本文
------------------------------

韓国も日本も去年の後半に急激に中国寄りに動いて、これまでバイデン政権が作って来た日韓台、それにインドを加えた南からの中国包囲網が崩壊寸前になった。
中国の情報操作による陰謀のようなものは多少はあるだろうけど、基本的には日本の戦後思想が招いてきたことだ。
戦後思想は簡単に言えば世界は天下統一をめぐる時代で、日本は既に敗退したから、どこが世界を統一するのか、その勝馬に乗ろうというものだ。戦後のしばらくはアメリカ追従が主流で、その一方ではソ連や中京に同調しようとする左翼がいた。特にこの反米的な人たちは、ソ連の崩壊とともに一気に中国へ流れていった。
中国や韓国の反日感情は一朝一夕に作られたものではなく、戦後長い時間をかけて日本の左翼たちが旧日本軍の残虐さをことさら誇張して語り、歴史の捏造までして広めてきたものだった。
反日は戦後思想に基づいて日本人が考えだし広めてきたもので、今でも高齢者に戦後思想は根強く支持されている。
中国やロシアの脅威にしても彼らには日本を守るのではなく、いかに平和的に日本を中国に併合させるかの戦いに他ならない。プーチンと習近平が台頭してきた頃は日本で反安部闘争起し、それをマスメディアはかなり過大に誇張して伝えてきた。特に朝日新聞は2チャンネルやTwitterジャパンの中に根を下ろし、ネットでも反日工作を続けてきた。
マスクさんが来るまでは、Twitterでは毎日のようにネットデモが行われていて、それに反対するアカウントは凍結されていった。だから、あの頃に右翼は自分たちで独自のSNSを立ち上げることを真剣に考えていた。マスクさんがTwitterを買収するまでは。
まだ2チャンネルが健全だった頃、中国・韓国・北朝鮮・日本が一つにまとまれば最強だというようなことが言われてたが、左翼はその構想に概ね則って今日でも毎日のように中国や韓国にニュースを流してきたし、ロシアを賛美したりしてきた。

------------------------------

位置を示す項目
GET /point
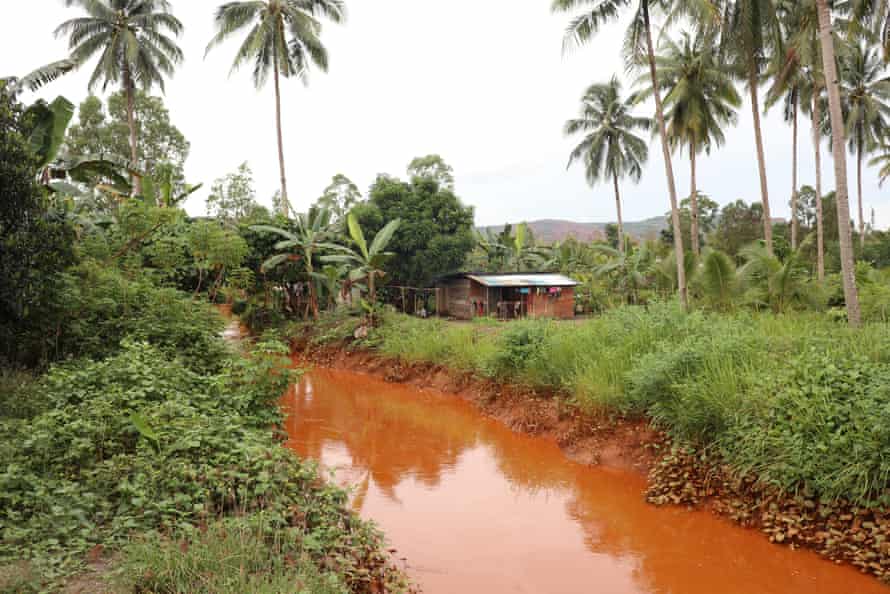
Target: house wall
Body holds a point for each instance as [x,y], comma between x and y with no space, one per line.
[544,306]
[457,297]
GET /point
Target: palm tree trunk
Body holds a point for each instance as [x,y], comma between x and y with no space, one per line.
[859,188]
[761,159]
[130,90]
[693,201]
[851,294]
[794,178]
[285,205]
[817,144]
[621,246]
[668,167]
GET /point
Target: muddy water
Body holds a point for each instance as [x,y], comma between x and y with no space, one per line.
[475,507]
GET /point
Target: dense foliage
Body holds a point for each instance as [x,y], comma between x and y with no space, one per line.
[436,233]
[35,243]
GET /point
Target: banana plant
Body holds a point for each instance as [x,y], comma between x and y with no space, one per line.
[161,190]
[366,262]
[313,233]
[33,81]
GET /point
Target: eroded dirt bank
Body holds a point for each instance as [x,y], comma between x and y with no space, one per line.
[837,531]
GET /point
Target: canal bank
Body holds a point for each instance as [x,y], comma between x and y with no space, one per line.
[474,506]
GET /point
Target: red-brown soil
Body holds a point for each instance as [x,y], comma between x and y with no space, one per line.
[838,531]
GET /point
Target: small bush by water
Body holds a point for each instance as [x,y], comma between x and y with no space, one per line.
[799,401]
[143,445]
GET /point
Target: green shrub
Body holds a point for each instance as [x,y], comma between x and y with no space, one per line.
[259,318]
[139,442]
[822,427]
[762,388]
[239,306]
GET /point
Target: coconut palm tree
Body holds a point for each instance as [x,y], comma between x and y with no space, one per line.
[593,14]
[865,92]
[717,280]
[836,115]
[701,99]
[283,38]
[133,37]
[609,149]
[798,70]
[775,283]
[871,17]
[789,82]
[750,34]
[882,161]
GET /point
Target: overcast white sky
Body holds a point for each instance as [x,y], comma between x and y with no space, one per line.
[481,82]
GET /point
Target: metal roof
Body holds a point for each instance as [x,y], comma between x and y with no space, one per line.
[523,280]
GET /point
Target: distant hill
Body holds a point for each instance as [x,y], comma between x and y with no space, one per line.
[550,230]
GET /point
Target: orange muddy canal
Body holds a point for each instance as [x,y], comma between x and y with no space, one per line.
[474,507]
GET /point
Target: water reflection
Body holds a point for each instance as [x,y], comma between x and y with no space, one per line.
[477,508]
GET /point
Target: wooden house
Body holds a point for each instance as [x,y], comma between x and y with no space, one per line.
[467,295]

------------------------------

作業の指示
1. 戦後思想についての文章のうち、「マスクさんが来るまでは」で始まる段落を、主な事実を残して短くまとめてください。
2. 戦後思想についての文章を読んで、次の問いに答えてください。
(a) バイデン政権が作ってきた中国包囲網には、日韓台のほかにどの国が加えられていましたか。
(b) 反米的な人たちは、ソ連の崩壊とともにどこへ流れていきましたか。
(c) 今でも戦後思想を根強く支持しているのは、どんな人たちですか。
3. 戦後思想についての文章を、最後の文の続きから書き継いでください。

作業ごとの回答
1. マスクさんがTwitterを買収する前は、Twitterでほぼ毎日ネットデモが起き、反対するアカウントは凍結されていた。そのため右翼は独自のSNSを作ることを真剣に考えていたが、それも買収までのことだった。

2.
(a) インド
(b) 中国
(c) 高齢者

3.
こうした活動が去年の日本の政変と今の韓国の混乱につながり、中国包囲網はもはや崩壊寸前になり、台湾進攻の準備が整いつつある。
おそらく水面下で彼らはこう脅してるのだろう。台湾に介入するなら沖縄などの南西諸島を攻撃すると。そして、戦後思想に毒された多くの人達が、戦争を回避するためには中国に従い、台湾を見捨てるべきだとそう考えている。それが高市さんを排除し、今の石破政権を動かしている。
おそらく中国は台湾を併合したら、次は南西諸島は中国の固有の領土だということで、返還を要求してくるだろう。この時も、拒めば本土を攻撃すると脅せば、平和を愛する日本国民の多くは日本が戦場にならないようにするために沖縄の割譲に同意することだろう。
そして次は日本本土だ。その時のために戦後思想の申し子達は、日本の平和的併合へと情報操作を続けている。戦争は悪だ。誰も死なないならその方がいい。国を守るために命を懸けるなんて馬鹿げたことだ。そう言い続ける。その一方で日本は相変わらず野蛮な後進国で、貧富の差が激しく、庶民は皆貧困にあえいでいて、中国が支配した方が生活が良くなるかもしれないみたいに説き伏せてくるだろう。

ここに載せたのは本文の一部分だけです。